> **What is being asked**
For the material below, state how many lines have the word "water" in them, with no other words.

━━ Supplied data ━━

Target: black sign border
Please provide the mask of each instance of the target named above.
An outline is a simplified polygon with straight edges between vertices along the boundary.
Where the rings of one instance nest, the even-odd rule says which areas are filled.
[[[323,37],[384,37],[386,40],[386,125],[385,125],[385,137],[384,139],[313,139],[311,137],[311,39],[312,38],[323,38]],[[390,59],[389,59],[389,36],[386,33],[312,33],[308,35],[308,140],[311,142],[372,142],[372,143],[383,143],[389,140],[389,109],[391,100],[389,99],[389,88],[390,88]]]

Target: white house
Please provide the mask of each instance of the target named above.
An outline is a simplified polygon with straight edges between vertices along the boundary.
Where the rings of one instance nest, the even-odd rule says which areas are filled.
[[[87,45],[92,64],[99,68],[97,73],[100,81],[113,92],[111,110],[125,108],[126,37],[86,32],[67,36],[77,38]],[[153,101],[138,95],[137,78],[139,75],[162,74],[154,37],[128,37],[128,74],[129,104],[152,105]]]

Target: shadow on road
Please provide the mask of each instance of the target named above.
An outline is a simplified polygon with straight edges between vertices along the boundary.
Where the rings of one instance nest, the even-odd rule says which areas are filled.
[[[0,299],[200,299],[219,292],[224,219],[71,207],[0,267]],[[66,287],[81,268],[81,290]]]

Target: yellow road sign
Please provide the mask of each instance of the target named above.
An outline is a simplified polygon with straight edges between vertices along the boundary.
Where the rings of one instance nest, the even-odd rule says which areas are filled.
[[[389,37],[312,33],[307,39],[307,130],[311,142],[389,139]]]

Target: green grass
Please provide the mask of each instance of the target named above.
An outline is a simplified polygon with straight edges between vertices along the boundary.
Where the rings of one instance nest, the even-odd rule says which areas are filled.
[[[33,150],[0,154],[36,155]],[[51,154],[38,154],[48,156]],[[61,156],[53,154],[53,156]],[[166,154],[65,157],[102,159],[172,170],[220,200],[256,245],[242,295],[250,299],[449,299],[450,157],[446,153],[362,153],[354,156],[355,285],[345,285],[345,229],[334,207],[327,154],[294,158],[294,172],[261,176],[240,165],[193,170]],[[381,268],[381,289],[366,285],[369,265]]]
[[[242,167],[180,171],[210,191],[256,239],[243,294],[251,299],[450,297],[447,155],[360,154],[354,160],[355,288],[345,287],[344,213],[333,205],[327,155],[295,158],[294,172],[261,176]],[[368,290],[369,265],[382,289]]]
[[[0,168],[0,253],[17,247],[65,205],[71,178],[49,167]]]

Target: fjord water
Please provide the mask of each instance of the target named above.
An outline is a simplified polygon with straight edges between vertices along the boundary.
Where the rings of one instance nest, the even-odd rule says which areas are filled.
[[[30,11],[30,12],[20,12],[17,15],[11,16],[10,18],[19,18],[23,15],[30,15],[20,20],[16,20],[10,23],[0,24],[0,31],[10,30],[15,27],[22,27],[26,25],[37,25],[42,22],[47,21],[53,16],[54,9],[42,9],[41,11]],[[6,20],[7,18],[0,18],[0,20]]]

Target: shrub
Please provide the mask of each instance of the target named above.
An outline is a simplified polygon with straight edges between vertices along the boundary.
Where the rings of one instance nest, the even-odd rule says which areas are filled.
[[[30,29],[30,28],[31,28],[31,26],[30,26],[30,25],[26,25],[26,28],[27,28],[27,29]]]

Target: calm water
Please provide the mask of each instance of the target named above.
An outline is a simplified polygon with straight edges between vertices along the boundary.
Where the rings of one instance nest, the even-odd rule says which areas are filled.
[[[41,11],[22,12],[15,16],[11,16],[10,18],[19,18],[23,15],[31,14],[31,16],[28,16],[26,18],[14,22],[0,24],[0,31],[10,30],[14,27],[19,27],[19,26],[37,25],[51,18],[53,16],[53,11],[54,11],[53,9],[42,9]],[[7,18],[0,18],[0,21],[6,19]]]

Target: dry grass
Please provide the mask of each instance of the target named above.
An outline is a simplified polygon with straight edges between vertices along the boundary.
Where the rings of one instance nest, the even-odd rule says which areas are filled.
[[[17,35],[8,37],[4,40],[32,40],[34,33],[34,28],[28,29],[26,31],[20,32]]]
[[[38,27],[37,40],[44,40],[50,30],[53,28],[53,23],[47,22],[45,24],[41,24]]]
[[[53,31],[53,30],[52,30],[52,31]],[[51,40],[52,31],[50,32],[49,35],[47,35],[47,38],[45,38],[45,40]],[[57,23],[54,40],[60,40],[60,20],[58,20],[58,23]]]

━━━
━━ Supplied data ━━

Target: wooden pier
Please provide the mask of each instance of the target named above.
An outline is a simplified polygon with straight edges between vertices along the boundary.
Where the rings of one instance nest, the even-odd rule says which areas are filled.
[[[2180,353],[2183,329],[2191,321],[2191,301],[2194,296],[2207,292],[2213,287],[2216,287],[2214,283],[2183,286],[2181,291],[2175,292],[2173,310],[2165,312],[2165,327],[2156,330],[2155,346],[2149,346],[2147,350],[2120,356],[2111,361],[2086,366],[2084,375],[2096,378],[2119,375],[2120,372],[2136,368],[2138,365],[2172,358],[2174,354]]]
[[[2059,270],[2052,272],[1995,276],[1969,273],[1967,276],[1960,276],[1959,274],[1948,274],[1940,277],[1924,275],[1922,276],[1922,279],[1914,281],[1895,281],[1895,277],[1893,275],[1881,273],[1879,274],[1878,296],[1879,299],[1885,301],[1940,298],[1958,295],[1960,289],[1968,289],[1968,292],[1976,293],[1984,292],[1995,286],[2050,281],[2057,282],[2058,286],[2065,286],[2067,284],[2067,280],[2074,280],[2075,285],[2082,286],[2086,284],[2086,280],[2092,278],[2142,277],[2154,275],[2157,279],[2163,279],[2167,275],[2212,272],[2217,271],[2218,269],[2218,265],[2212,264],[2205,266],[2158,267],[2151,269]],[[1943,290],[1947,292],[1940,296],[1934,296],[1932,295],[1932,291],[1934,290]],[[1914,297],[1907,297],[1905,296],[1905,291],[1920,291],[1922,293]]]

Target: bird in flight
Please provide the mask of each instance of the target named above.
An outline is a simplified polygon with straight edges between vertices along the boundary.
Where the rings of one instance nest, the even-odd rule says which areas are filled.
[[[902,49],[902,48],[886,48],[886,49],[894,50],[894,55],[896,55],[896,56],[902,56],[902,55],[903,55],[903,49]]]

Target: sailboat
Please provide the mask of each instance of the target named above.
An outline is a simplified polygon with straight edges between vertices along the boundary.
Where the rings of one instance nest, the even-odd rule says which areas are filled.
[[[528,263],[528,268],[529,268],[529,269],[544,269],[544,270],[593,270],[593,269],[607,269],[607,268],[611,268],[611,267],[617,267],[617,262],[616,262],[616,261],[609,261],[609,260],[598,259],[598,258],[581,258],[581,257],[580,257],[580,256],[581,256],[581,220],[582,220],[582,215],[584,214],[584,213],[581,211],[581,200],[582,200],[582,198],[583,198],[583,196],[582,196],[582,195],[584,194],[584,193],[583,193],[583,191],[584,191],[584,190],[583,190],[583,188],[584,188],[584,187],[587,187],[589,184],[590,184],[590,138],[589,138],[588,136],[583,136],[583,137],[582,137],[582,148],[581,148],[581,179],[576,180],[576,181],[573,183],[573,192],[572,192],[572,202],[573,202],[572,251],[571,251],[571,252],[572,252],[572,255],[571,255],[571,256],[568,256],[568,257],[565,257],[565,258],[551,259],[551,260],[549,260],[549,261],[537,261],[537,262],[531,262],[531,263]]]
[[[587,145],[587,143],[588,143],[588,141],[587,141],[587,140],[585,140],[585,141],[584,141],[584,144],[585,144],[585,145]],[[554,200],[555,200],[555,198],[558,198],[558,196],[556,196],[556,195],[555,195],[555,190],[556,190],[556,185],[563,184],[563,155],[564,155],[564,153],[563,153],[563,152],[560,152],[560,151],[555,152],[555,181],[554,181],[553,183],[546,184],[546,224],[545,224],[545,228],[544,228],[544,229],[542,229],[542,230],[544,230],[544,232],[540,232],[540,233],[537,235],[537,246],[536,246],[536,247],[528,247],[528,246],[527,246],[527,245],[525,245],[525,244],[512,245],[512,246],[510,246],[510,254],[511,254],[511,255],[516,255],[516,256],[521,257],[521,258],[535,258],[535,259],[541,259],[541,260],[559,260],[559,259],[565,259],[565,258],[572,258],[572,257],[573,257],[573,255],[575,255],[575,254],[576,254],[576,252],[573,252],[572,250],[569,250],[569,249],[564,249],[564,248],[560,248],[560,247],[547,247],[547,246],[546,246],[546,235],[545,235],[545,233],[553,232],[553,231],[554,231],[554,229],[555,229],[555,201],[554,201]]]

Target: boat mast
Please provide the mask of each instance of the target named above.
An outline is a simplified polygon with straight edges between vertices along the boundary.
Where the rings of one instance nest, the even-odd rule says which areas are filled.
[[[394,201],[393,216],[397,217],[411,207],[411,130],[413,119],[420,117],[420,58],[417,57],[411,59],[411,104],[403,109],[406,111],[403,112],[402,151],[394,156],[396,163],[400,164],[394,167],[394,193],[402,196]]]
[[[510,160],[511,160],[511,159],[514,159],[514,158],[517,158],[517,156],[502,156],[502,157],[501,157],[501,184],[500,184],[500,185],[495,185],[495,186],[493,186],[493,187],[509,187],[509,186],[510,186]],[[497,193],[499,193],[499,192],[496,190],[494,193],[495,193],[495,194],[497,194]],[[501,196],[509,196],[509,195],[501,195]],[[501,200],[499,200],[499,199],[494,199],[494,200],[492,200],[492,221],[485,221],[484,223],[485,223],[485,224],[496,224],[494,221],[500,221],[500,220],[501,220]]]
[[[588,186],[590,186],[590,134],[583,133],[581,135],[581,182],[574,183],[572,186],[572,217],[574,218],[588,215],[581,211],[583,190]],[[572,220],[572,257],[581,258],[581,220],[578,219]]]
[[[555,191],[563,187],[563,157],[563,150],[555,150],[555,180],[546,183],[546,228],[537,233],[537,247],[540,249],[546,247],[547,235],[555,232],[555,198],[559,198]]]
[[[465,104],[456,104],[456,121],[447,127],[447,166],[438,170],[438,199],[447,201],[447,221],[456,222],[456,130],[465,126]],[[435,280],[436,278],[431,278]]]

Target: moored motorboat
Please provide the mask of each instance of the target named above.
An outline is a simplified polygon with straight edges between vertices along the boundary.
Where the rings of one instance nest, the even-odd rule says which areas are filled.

━━━

> **Completed exercise**
2